Но надежды Ковнера услышать в эти тяжелые дни голос Розанова и даже, по-видимому, вдохновить его на защиту «невинных жертв» оказались тщетными. Тактика суворинской газеты слишком совпадала с официальными намерениями, чтоб стать на сторону возмущенного общественного мнения. Розанов молчал о кишиневских событиях, как и прочие сотрудники полуофициозного органа.
Вскоре он получает из Ломжи новое негодующее письмо, направленное непосредственно против него. Ковнер пишет Розанову о своем глубоком презрении к редакции «Нового времени», которая не только замалчивает дикие зверства кишиневских разбойников, не только не возбуждает сострадания к семействам избиенных мучеников и ограбленных нищих, не только не протягивает им руки помощи, но и заведомо и злобно игнорирует добрые чувства многих русских, громко и открыто клеймящих громил.
«Ума не приложу, откуда столько злобы и низости, столько вражды и подлости среди несомненно интеллигентных людей, не фанатиков, проповедующих зачастую жалость и любовь ко всякому несчастному, даже явно преступному? Почему нищие несчастные евреи составляют для них исключение? Где то зло, приносимое евреями, которое оправдало бы такое зверское отношение к ним интеллигентов из „Нов. вр.“? Ужасающие неистовства кишиневских разбойников могут быть объяснимы глубоким невежеством толпы, праздничным разгулом, опьянением кровью и хищническим инстинктом к чужой собственности. Но чем объяснить подлую вражду Сувориных, Комаровых, Крушеванов к целому народу, который ведь им лично никакого зла не делал? Не хуже ли они, не ниже, не гнуснее диких кишиневских громил? И сердце у меня обливается кровью, вспоминая, что Вы, дорогой Василий Васильевич, вынуждены жить среди таких башибузуков, черпать из такого грязного и ядовитого источника, как ред. „Нов. вр.“, питательные соки для себя и для семейства. Понимаю всю Вашу душевную муку. Или, быть может, витая в высших сферах мышления, касаясь „миров иных“, Вы вовсе не знаете вихрей жизни? Вы, кажется, и „Нов. вр.“ не читаете, а других газет, в которых описаны кишиневские ужасы, и подавно, — следовательно, никакая грязь не может Вас опачкатъ. Но довольно на эту тему. Более к ней не возвращусь».
Через несколько лет Ковнер все же вернулся к этой теме. В 1907 г. в «Церковно-общественной жизни» появились заметки Розанова о еврействе, исполненные обычных для него отрицательных парадоксов и софистических обвинений. Несмотря на малую распространенность органа, бдительный защитник еврейства от критических выпадов философского антисемитизма снова потребовал к ответу автора «Заметок».

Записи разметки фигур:

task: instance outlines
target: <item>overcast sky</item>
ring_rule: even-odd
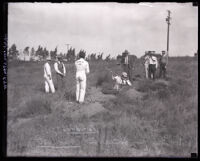
[[[171,10],[171,56],[193,56],[198,49],[198,8],[192,3],[9,3],[8,46],[18,50],[38,45],[66,52],[104,52],[116,56],[127,49],[142,56],[167,46],[167,10]]]

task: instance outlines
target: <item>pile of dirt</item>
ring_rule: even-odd
[[[70,116],[74,118],[80,118],[81,116],[86,117],[92,117],[93,115],[96,115],[97,113],[102,113],[107,111],[102,104],[99,102],[85,104],[81,106],[80,109],[75,110],[74,112],[71,112]]]
[[[141,99],[145,94],[131,88],[125,92],[125,95],[130,99]]]
[[[103,94],[101,92],[100,88],[95,88],[92,87],[90,91],[88,92],[88,96],[86,97],[86,103],[91,103],[91,102],[106,102],[109,101],[110,99],[115,98],[114,95],[112,94]]]

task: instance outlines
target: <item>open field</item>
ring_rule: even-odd
[[[63,90],[45,94],[43,64],[8,64],[8,156],[197,153],[197,59],[170,58],[167,81],[146,80],[138,59],[133,87],[116,95],[101,91],[112,86],[105,68],[121,73],[120,66],[115,61],[90,62],[84,105],[74,101],[74,65],[66,64]],[[54,76],[53,70],[53,80]]]

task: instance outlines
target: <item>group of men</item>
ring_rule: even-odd
[[[50,67],[51,59],[47,59],[47,62],[44,64],[44,78],[45,78],[45,92],[49,93],[50,90],[52,93],[55,93],[55,87],[52,79],[51,67]],[[122,75],[112,75],[112,79],[115,81],[114,90],[119,91],[122,85],[132,86],[132,72],[134,70],[134,61],[135,57],[133,55],[129,55],[129,52],[125,50],[122,55]],[[165,51],[162,51],[162,55],[160,59],[152,53],[145,53],[144,56],[144,67],[145,67],[145,76],[147,79],[155,79],[155,73],[160,67],[160,78],[166,78],[166,66],[168,63],[168,54]],[[86,91],[86,80],[87,74],[90,72],[89,64],[85,60],[85,52],[79,53],[79,59],[75,61],[76,67],[76,101],[77,103],[83,103],[85,98]],[[57,89],[62,90],[64,87],[64,77],[66,76],[65,65],[62,62],[61,57],[57,57],[56,62],[54,63],[54,69],[56,71],[57,78]]]
[[[145,52],[144,56],[144,68],[145,68],[145,77],[146,79],[156,78],[156,71],[158,67],[160,68],[159,78],[166,78],[166,68],[168,63],[168,54],[165,51],[162,51],[160,57],[155,56],[155,52]],[[134,55],[130,55],[127,50],[122,54],[121,65],[123,72],[121,76],[112,75],[112,79],[115,81],[114,89],[119,91],[121,86],[132,86],[133,81],[133,70],[135,63]]]
[[[83,103],[86,91],[86,74],[90,72],[89,64],[84,59],[85,53],[79,53],[79,59],[75,61],[76,66],[76,101],[77,103]],[[52,72],[50,66],[50,58],[47,58],[47,62],[44,64],[44,79],[45,79],[45,92],[55,93],[54,81],[52,79]],[[57,57],[54,63],[54,69],[56,71],[57,89],[64,89],[64,77],[66,76],[66,68],[61,57]]]

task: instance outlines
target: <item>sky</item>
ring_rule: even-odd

Что сделать:
a) Перечислите все причины, которыми, по словам Ковнера в отрывке о Ковнере и Розанове, можно объяснить неистовства кишиневских разбойников.
b) Подхватите отрывок о Ковнере и Розанове и продолжите его сразу после последнего предложения.
Эти записи никак не связаны с отрывком.

Ответы по заданиям:
a) Глубокое невежество толпы, праздничный разгул, опьянение кровью, хищнический инстинкт к чужой собственности.

b)
«…Не говоря о том, что я не признаю никаких типических черт какого бы то ни было народа, что, по-моему, несомненно отличительные черты того или другого народа не лежат в их крови, в их физиологии, а в тех исторических и бытовых особенностях, среди которых они развиваются и которые под влиянием даже случайных факторов быстро изменяются (много у меня да и у Вас доказательств этому), — я положительно отрицаю выдуманную Вами роль евреев во всемирной истории. Евреи — не фагоциты, не трусы, не рабы, тем менее — „кровопийцы“, а исторически загнанные люди, борющиеся за свое жалкое существование. Раз евреи изгнаны из якобы своей земли, раз они не имеют ни территории, ни языка, они давно исчезли бы с лица земли, как нация и как тип, если бы другие народы, среди которых они очутились, не поддерживали их обособленность, а следовательно и фанатизм, и злобу исключительными против них законами… Уничтожьте подлые законы против евреев, и последние быстро (конечно, сравнительно), сольются с окружающими их народностями, и трудно будет отличать их друг от друга, — и явятся между евреями и таланты, и гении, ничуть не менее, чем у других народов. Вы забываете, что просвет в мрачной жизни русских евреев продолжался всего каких-нибудь двадцать лет (с 60-х по 80-е гг. прошедшего столетия), а Вы требуете от них Пушкиных, Тургеневых, Толстых, Боткиных, Пироговых! Если 100 миллионов православных людей дали такую горсточку талантов, то как требовать от 3–4 миллионов загнанных забитых рабов гениев? А посмотрите, сколько истинно талантливых евреев появилось в России за эти двадцать лет! Я перечислил некоторых из них в моей „Записке“ Муравьеву, которую Вы читали, и я удивляюсь, что Вы совершенно игнорируете выставленные мною в „Записке“ факты.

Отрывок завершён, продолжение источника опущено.